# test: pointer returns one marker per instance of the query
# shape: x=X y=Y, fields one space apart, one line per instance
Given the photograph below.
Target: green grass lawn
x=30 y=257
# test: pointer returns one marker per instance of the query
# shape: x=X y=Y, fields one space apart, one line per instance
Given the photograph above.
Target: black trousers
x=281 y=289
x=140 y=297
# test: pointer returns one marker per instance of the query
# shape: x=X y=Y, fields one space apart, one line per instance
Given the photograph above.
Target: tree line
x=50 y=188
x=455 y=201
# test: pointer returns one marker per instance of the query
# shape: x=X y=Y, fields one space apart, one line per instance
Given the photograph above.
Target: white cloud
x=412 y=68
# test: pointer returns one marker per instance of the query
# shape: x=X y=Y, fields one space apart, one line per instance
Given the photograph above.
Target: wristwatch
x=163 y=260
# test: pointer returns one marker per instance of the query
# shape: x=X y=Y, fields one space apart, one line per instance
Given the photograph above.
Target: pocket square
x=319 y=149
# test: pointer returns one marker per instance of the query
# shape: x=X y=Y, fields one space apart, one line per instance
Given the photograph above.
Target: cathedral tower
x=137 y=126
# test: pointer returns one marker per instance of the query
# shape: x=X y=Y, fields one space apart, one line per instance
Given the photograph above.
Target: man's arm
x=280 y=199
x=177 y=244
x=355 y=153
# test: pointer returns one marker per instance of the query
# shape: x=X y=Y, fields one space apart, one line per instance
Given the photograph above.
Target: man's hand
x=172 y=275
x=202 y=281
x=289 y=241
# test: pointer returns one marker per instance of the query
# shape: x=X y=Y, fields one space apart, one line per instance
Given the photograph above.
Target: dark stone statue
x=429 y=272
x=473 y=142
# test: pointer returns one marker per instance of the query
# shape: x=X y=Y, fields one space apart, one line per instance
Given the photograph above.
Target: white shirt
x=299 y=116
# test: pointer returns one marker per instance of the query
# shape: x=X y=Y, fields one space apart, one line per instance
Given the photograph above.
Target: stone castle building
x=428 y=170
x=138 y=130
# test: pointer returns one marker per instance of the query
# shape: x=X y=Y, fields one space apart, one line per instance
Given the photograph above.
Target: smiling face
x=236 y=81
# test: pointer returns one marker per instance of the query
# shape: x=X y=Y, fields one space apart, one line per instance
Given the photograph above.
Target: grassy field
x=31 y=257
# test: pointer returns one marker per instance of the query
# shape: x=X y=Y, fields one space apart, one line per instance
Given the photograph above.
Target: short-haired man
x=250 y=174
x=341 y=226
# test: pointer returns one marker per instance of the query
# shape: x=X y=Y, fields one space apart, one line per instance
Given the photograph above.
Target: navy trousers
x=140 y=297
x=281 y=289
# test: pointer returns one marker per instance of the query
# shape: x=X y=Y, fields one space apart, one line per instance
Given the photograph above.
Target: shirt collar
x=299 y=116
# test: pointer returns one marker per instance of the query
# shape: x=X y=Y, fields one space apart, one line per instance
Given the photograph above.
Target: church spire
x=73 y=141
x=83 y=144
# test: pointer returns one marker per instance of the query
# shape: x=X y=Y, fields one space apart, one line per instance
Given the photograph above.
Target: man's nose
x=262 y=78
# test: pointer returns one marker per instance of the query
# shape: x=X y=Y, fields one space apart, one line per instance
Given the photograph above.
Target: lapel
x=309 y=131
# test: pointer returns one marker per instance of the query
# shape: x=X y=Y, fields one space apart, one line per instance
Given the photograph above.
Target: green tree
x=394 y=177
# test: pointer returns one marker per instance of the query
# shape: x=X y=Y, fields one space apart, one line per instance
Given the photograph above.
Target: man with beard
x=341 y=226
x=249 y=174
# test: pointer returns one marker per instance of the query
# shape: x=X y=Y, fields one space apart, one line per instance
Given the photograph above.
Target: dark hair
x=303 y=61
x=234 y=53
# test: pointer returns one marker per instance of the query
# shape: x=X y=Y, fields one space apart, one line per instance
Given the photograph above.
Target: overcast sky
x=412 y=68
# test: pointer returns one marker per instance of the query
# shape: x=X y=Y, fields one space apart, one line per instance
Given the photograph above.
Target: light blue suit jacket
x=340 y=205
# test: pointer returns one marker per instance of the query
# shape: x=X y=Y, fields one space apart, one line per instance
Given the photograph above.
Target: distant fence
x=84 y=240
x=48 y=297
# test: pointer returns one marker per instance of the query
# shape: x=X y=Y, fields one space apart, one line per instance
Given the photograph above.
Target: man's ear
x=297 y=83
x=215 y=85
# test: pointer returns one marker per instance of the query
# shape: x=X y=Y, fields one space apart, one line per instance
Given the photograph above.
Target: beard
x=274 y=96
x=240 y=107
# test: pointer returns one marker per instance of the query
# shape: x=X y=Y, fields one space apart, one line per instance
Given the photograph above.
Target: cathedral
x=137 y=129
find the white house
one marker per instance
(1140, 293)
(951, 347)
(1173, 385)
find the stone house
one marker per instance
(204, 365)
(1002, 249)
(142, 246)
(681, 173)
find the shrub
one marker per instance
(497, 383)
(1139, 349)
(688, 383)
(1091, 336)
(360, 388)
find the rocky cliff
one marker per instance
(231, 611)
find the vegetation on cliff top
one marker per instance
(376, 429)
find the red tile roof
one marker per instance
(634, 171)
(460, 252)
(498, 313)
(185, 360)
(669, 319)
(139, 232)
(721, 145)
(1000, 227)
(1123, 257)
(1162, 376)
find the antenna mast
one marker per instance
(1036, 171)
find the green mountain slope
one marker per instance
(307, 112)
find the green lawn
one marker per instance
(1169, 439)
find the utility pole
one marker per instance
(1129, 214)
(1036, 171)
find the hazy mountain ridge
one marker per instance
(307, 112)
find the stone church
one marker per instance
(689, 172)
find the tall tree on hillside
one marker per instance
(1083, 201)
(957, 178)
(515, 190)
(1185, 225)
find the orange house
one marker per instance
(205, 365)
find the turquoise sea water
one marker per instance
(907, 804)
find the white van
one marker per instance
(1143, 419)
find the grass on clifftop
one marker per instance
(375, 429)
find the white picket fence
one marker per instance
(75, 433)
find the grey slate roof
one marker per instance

▶ _Task to carry out_
Report all lines above with "mountain".

▶ _Your solution_
find the green mountain slope
find the hazy mountain ridge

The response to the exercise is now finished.